» Required action:
Reproduce every entry precisely as written.

» Input data:
§

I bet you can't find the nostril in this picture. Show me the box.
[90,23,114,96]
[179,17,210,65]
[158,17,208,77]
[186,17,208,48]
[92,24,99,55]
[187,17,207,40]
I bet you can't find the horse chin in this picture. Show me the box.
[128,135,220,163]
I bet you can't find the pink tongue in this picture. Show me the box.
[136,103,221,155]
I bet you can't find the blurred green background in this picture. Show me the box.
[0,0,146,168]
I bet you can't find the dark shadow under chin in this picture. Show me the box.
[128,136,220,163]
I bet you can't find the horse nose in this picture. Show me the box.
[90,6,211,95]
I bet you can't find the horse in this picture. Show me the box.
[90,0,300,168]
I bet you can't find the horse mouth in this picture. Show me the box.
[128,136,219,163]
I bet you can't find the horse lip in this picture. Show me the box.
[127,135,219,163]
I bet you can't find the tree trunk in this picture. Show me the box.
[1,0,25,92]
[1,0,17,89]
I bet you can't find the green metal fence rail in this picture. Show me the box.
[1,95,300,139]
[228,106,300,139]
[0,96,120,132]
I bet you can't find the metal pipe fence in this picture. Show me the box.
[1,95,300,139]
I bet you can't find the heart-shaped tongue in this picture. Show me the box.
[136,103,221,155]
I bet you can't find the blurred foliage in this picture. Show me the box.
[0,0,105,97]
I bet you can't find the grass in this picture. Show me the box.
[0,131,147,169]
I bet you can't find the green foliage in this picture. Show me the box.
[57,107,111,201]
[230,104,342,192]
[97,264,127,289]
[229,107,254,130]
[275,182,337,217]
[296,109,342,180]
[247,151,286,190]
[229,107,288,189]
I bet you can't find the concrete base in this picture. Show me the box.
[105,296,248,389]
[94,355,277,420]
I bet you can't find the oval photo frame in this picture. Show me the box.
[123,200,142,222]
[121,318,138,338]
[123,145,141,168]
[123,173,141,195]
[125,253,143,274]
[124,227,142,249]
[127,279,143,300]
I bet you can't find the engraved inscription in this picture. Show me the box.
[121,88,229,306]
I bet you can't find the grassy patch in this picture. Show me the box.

§

» Solution for this task:
I bet you can't find the nostril in this picture. Show me the box.
[90,23,114,96]
[179,17,210,65]
[158,17,208,77]
[186,17,208,48]
[92,24,99,55]
[187,17,207,40]
I bet you can't find the horse chin in this picture. Show me the box.
[128,135,220,163]
I bet you can't find the pink tongue in this picture. Show me the box.
[136,103,221,155]
I bet you can't find the blurred green background in this picture. Show me the box.
[0,0,146,168]
I bet you can't find the dark shadow under chin in this picture. Show me the box.
[128,136,220,163]
I bet you can't find the horse nose in this picture. Show me the box.
[90,6,211,95]
I bet you can't find the horse in this picture. Show me the box.
[90,0,300,168]
I bet you can't find the horse mouth in this picture. Show me the box.
[128,136,219,163]
I bet you can't find the horse lip in this picture. Show me the box.
[127,135,219,163]
I bet you can't find the tree trunk in this picture. Show me the box.
[1,0,25,92]
[1,0,17,89]
I bet you can't find the green metal fence rail in this picture. Show me the box.
[1,95,300,139]
[228,106,300,139]
[0,96,120,132]
I bet you can't find the metal pipe fence in this picture. Show me the box.
[1,95,300,139]
I bet you can't find the heart-shaped tongue in this picture. Show me the box.
[136,103,221,155]
I bet you can't find the blurred foliage in this picture. Show me the box.
[0,0,105,97]
I bet you can't find the grass in this picture. Show me the box.
[0,131,147,169]
I bet you can't find the green foliage in this picture. Show me the box.
[57,107,111,201]
[230,104,342,192]
[97,264,127,289]
[229,107,254,130]
[275,182,337,217]
[296,109,342,180]
[247,151,286,190]
[229,107,288,189]
I bet you can't find the concrete base in this picture. Show me the box.
[105,296,248,389]
[94,355,277,420]
I bet you can't find the oval photo frame in this picture. Show me the box.
[123,200,142,222]
[121,318,138,338]
[123,145,141,168]
[123,173,141,195]
[125,253,143,274]
[124,227,142,249]
[127,279,143,300]
I bet you can't find the engraved inscription in this picture. Show me the box.
[121,88,229,306]
I bet you can't find the grassy patch in this picture. Show me the box.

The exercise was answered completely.